- [AIM OF THE EXERCISE]:
Exact copy, no pictures: set down every entry below as written.

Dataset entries
********

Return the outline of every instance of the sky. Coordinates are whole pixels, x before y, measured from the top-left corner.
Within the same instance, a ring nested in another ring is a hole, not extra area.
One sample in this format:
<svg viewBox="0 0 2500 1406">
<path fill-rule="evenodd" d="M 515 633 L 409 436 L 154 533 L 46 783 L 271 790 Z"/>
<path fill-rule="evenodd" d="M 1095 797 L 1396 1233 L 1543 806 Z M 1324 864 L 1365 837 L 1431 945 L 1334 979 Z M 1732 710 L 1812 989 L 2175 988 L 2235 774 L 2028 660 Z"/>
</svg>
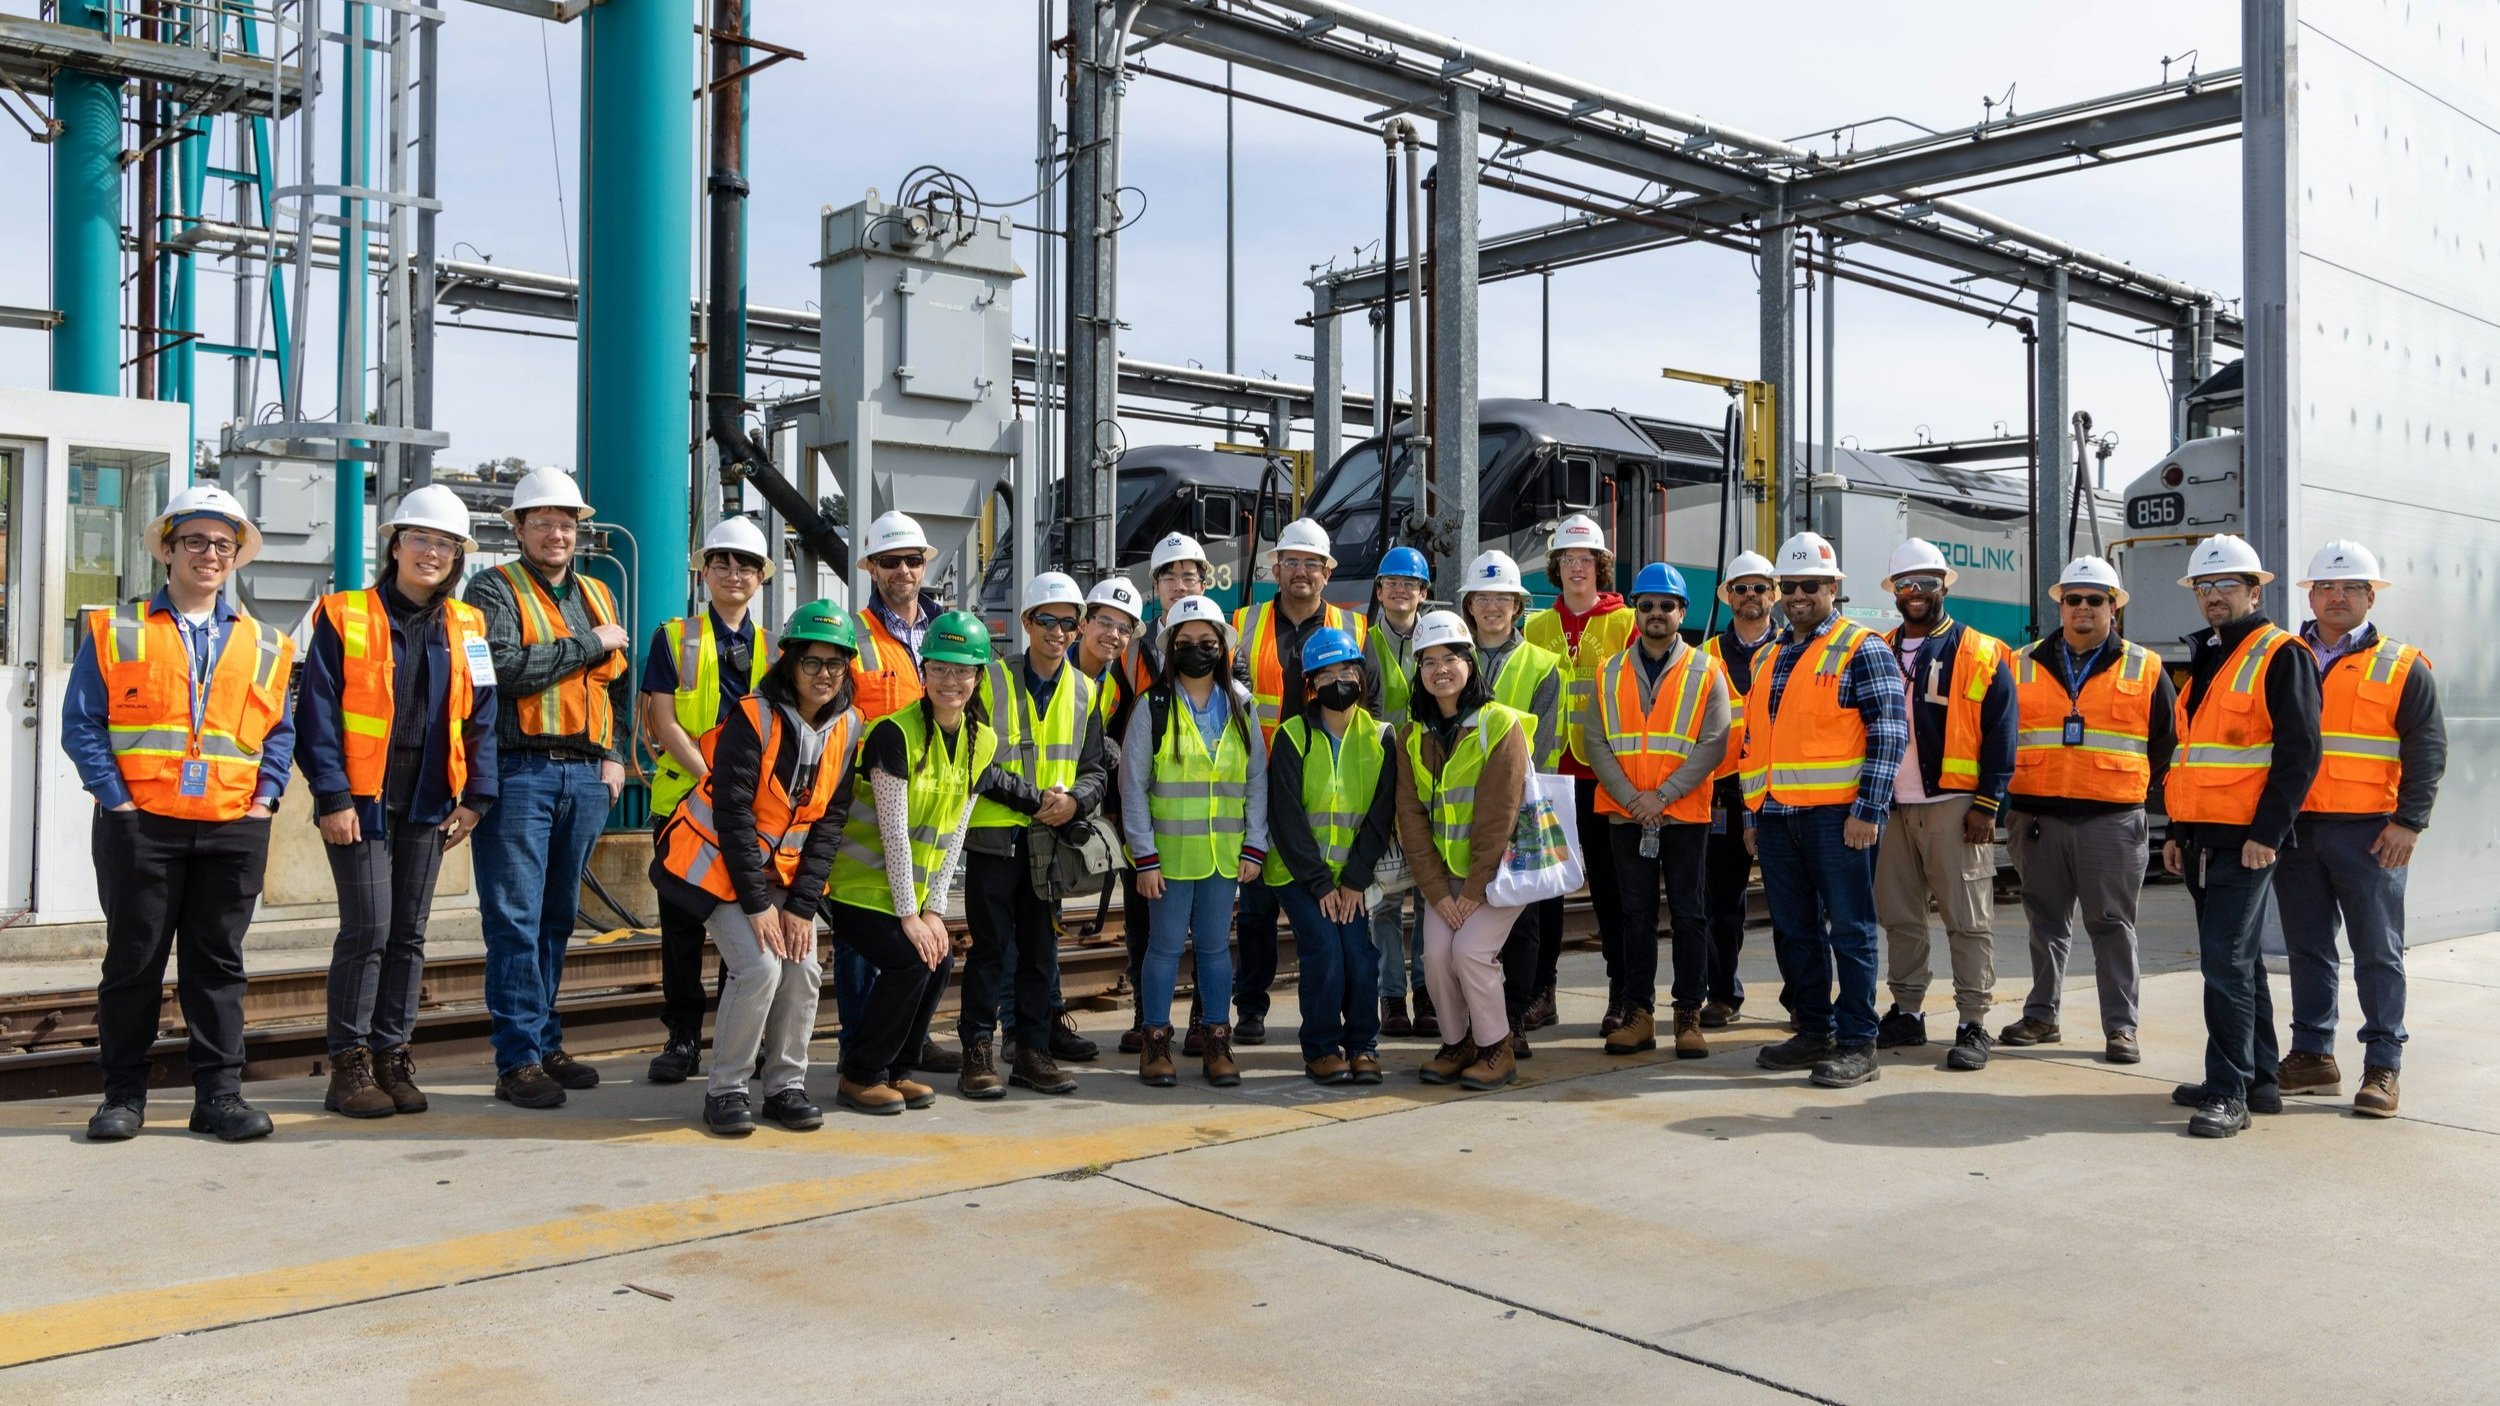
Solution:
<svg viewBox="0 0 2500 1406">
<path fill-rule="evenodd" d="M 33 6 L 0 0 L 0 12 L 31 13 Z M 2232 67 L 2239 49 L 2239 6 L 2229 0 L 2010 7 L 1971 0 L 1374 0 L 1373 7 L 1484 50 L 1784 138 L 1819 133 L 1828 140 L 1835 126 L 1884 116 L 1958 127 L 1981 118 L 1983 96 L 2001 101 L 2010 91 L 2016 109 L 2028 111 L 2156 82 L 2165 57 L 2191 50 L 2206 71 Z M 753 87 L 753 301 L 814 306 L 817 272 L 809 260 L 820 212 L 872 188 L 890 196 L 924 162 L 960 173 L 988 200 L 1012 201 L 1033 190 L 1033 0 L 751 0 L 750 9 L 759 37 L 807 53 L 804 62 L 759 76 Z M 581 26 L 476 4 L 449 11 L 441 246 L 446 255 L 566 272 L 577 257 L 580 216 Z M 1150 50 L 1146 59 L 1162 71 L 1222 77 L 1220 64 L 1170 47 Z M 2172 65 L 2174 74 L 2183 69 Z M 1340 116 L 1365 115 L 1361 104 L 1265 75 L 1244 73 L 1240 86 Z M 1223 99 L 1141 77 L 1128 101 L 1122 178 L 1143 192 L 1145 207 L 1122 240 L 1120 308 L 1129 324 L 1122 351 L 1221 368 Z M 1869 140 L 1907 130 L 1870 129 Z M 1355 251 L 1377 238 L 1380 144 L 1250 104 L 1236 105 L 1234 131 L 1234 364 L 1249 374 L 1307 381 L 1310 333 L 1294 323 L 1310 306 L 1305 280 L 1331 260 L 1356 261 Z M 216 159 L 226 160 L 222 149 Z M 50 305 L 44 221 L 30 218 L 46 208 L 46 160 L 44 148 L 0 135 L 0 190 L 23 196 L 11 202 L 20 218 L 0 219 L 0 304 Z M 2239 160 L 2238 145 L 2225 142 L 1968 199 L 2084 248 L 2236 297 Z M 1629 193 L 1629 182 L 1592 176 L 1588 168 L 1545 169 Z M 691 178 L 687 199 L 691 206 Z M 1019 207 L 1017 216 L 1029 220 L 1031 211 Z M 1481 213 L 1492 235 L 1568 212 L 1486 190 Z M 1019 240 L 1028 267 L 1032 238 Z M 1020 285 L 1029 291 L 1029 281 Z M 233 330 L 230 285 L 204 276 L 201 301 L 208 335 L 226 339 Z M 2012 332 L 1853 285 L 1841 288 L 1838 316 L 1833 408 L 1844 442 L 1879 448 L 2019 427 L 2024 361 Z M 2085 316 L 2111 330 L 2135 330 L 2106 315 Z M 309 324 L 315 364 L 335 359 L 334 319 L 331 297 L 316 297 Z M 1016 332 L 1030 338 L 1032 330 L 1032 306 L 1023 297 Z M 1661 250 L 1552 280 L 1557 399 L 1716 423 L 1718 392 L 1664 383 L 1659 368 L 1750 374 L 1757 336 L 1755 277 L 1741 253 Z M 1537 280 L 1485 288 L 1482 339 L 1481 393 L 1536 394 Z M 1366 387 L 1368 331 L 1358 323 L 1345 341 L 1347 382 Z M 570 341 L 446 327 L 438 347 L 438 419 L 452 440 L 445 462 L 517 456 L 571 466 Z M 2073 339 L 2072 357 L 2073 404 L 2119 436 L 2110 477 L 2123 482 L 2167 445 L 2166 363 L 2154 350 L 2086 335 Z M 1819 354 L 1816 360 L 1819 383 Z M 45 374 L 41 334 L 0 330 L 0 385 L 40 386 Z M 334 403 L 334 378 L 323 372 L 311 380 L 307 395 L 316 403 L 308 409 L 318 416 Z M 230 382 L 220 366 L 204 362 L 203 383 L 201 434 L 213 438 L 232 413 Z M 264 376 L 256 400 L 274 399 Z M 1818 425 L 1820 418 L 1818 411 Z M 1208 438 L 1143 422 L 1126 428 L 1132 443 Z"/>
</svg>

********

- [RESPONSE BELOW]:
Return the outline of every instance of the sky. Coordinates are whole pixels, x before y, measured from the top-left corner.
Within the same instance, a ring nested in another ring is a hole, not extra area.
One sample in this format:
<svg viewBox="0 0 2500 1406">
<path fill-rule="evenodd" d="M 515 633 L 409 436 L 154 533 L 46 783 L 271 790 Z"/>
<path fill-rule="evenodd" d="M 1095 797 L 1396 1233 L 1543 806 Z M 1324 864 L 1365 837 L 1431 945 L 1334 979 Z M 1732 710 L 1812 989 L 2175 988 L 2235 774 L 2028 660 Z"/>
</svg>
Solution:
<svg viewBox="0 0 2500 1406">
<path fill-rule="evenodd" d="M 33 6 L 0 0 L 0 12 L 31 13 Z M 2232 67 L 2239 49 L 2239 6 L 2229 0 L 2010 7 L 1971 0 L 1374 0 L 1373 7 L 1484 50 L 1784 138 L 1819 133 L 1828 140 L 1835 126 L 1884 116 L 1958 127 L 1981 118 L 1983 96 L 2001 101 L 2010 91 L 2016 109 L 2028 111 L 2156 82 L 2165 57 L 2191 50 L 2206 71 Z M 753 87 L 753 301 L 814 306 L 817 272 L 809 260 L 820 212 L 872 188 L 890 196 L 924 162 L 960 173 L 988 200 L 1012 201 L 1033 190 L 1033 0 L 751 0 L 750 9 L 759 37 L 807 53 L 804 62 L 759 76 Z M 581 26 L 476 4 L 449 11 L 441 246 L 446 255 L 566 272 L 577 257 L 580 216 Z M 1150 50 L 1146 59 L 1162 71 L 1222 77 L 1220 64 L 1170 47 Z M 2172 65 L 2174 74 L 2183 69 Z M 1340 116 L 1365 115 L 1361 104 L 1265 75 L 1244 73 L 1240 86 Z M 1223 99 L 1141 77 L 1128 101 L 1122 178 L 1143 192 L 1145 207 L 1122 240 L 1120 308 L 1129 324 L 1122 351 L 1221 368 Z M 1869 140 L 1907 130 L 1870 129 Z M 1355 251 L 1377 238 L 1380 144 L 1250 104 L 1236 105 L 1234 131 L 1234 364 L 1249 374 L 1307 381 L 1310 333 L 1294 323 L 1310 306 L 1305 280 L 1331 260 L 1356 261 Z M 216 159 L 226 160 L 222 149 Z M 50 305 L 44 221 L 30 218 L 46 208 L 46 160 L 44 148 L 0 135 L 0 190 L 23 196 L 11 202 L 20 218 L 0 219 L 0 304 Z M 2239 160 L 2238 145 L 2225 142 L 1968 199 L 2084 248 L 2236 297 Z M 1629 193 L 1629 182 L 1592 176 L 1588 168 L 1545 169 Z M 691 178 L 687 199 L 691 206 Z M 1019 207 L 1017 216 L 1029 220 L 1031 211 Z M 1481 213 L 1492 235 L 1568 212 L 1486 190 Z M 1019 240 L 1028 267 L 1032 238 Z M 1020 285 L 1029 291 L 1029 281 Z M 233 330 L 230 285 L 204 276 L 201 301 L 208 335 L 226 339 Z M 2012 332 L 1853 285 L 1841 288 L 1838 316 L 1833 408 L 1844 442 L 1879 448 L 2019 427 L 2024 361 Z M 2085 316 L 2111 330 L 2135 330 L 2106 315 Z M 309 324 L 315 364 L 335 359 L 334 319 L 331 297 L 316 297 Z M 1016 332 L 1030 338 L 1032 330 L 1032 306 L 1023 297 Z M 1661 250 L 1552 280 L 1557 399 L 1716 423 L 1718 392 L 1664 383 L 1659 368 L 1750 374 L 1757 336 L 1755 277 L 1741 253 Z M 1537 280 L 1485 288 L 1482 339 L 1481 393 L 1536 394 Z M 1366 387 L 1368 331 L 1358 323 L 1345 341 L 1347 382 Z M 570 341 L 446 327 L 438 347 L 438 419 L 452 440 L 445 462 L 517 456 L 571 466 Z M 2073 339 L 2072 357 L 2073 404 L 2119 436 L 2110 477 L 2123 482 L 2167 445 L 2166 363 L 2154 350 L 2086 335 Z M 1819 354 L 1816 360 L 1819 383 Z M 45 374 L 41 334 L 0 330 L 0 385 L 40 386 Z M 334 403 L 334 378 L 323 372 L 311 380 L 307 395 L 316 403 L 308 409 L 318 416 Z M 230 382 L 220 366 L 204 362 L 203 383 L 201 434 L 213 438 L 232 413 Z M 264 376 L 256 400 L 274 399 Z M 1818 425 L 1820 418 L 1818 411 Z M 1208 438 L 1143 422 L 1126 428 L 1132 443 Z"/>
</svg>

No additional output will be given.